Data items
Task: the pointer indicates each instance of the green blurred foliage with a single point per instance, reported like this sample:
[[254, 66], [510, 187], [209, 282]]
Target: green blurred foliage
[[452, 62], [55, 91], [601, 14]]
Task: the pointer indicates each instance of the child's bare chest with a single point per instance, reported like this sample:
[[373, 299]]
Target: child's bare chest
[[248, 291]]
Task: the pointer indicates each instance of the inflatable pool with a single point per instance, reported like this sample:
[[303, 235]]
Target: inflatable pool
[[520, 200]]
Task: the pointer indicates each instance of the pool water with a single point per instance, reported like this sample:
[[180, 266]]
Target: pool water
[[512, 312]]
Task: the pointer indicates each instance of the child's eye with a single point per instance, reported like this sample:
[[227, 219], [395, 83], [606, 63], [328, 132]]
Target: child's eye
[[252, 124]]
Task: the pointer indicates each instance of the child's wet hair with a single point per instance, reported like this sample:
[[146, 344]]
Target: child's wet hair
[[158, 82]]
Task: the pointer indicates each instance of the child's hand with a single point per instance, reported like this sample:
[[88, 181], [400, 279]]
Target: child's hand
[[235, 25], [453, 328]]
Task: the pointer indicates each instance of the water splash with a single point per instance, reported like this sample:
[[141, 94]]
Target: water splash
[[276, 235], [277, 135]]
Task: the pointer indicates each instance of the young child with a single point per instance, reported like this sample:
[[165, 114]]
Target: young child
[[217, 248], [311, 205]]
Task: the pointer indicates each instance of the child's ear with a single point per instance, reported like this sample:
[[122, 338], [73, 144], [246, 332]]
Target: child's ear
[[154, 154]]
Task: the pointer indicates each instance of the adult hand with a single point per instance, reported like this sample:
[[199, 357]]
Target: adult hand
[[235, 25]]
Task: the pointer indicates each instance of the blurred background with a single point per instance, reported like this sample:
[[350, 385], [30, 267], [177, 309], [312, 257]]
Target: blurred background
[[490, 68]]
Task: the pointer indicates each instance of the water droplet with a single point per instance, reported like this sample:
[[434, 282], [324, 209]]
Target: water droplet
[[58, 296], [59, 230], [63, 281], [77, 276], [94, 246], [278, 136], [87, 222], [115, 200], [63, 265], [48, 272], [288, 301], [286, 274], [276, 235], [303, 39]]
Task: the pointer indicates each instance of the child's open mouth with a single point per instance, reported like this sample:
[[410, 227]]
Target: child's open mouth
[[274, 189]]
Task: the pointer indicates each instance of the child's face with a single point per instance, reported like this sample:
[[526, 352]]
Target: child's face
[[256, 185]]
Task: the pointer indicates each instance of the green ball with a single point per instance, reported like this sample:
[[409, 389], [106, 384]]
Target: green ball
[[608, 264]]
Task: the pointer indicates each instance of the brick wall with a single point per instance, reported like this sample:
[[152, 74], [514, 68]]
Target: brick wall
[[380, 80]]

...

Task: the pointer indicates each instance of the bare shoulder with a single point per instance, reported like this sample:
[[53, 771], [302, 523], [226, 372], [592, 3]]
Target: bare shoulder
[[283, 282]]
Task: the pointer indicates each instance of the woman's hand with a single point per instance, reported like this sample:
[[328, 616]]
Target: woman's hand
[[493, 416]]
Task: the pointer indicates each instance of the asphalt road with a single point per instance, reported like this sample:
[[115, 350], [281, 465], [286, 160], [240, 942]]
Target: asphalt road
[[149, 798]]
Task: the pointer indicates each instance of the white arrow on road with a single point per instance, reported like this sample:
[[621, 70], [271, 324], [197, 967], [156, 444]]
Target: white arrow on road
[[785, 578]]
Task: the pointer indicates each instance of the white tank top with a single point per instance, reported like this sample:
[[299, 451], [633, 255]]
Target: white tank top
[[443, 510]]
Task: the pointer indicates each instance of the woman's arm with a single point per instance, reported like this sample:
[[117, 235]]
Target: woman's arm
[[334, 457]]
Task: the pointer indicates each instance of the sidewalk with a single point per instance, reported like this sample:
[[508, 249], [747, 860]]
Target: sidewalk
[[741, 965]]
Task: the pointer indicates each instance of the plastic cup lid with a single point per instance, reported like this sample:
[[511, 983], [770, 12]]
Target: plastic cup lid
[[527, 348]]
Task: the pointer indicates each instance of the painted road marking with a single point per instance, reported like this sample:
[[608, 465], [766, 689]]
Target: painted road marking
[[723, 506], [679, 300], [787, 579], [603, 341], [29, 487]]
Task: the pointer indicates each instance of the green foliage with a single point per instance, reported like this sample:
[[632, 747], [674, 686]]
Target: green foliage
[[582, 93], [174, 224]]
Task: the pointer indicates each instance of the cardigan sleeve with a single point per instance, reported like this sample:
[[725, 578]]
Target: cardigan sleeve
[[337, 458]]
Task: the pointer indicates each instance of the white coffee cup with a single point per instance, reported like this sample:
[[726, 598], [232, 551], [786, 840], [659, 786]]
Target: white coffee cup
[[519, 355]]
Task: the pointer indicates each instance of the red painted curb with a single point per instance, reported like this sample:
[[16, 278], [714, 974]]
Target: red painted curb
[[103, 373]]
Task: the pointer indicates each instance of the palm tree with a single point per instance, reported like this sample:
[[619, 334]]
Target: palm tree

Task brief
All that is wanted is the stretch of lines above from the one containing "Target: white arrow on road" through the one containing "[[117, 235]]", duplicated exactly.

Output for this exercise
Target: white arrow on road
[[785, 578]]
Task: the pointer indicates each instance of the white tank top with a single point per instance, reported like this sample:
[[299, 451], [633, 255]]
Target: white tank top
[[443, 510]]
Task: the pointer indicates each instance of the woman's arm with a single point per instance, reported like this sample:
[[117, 235]]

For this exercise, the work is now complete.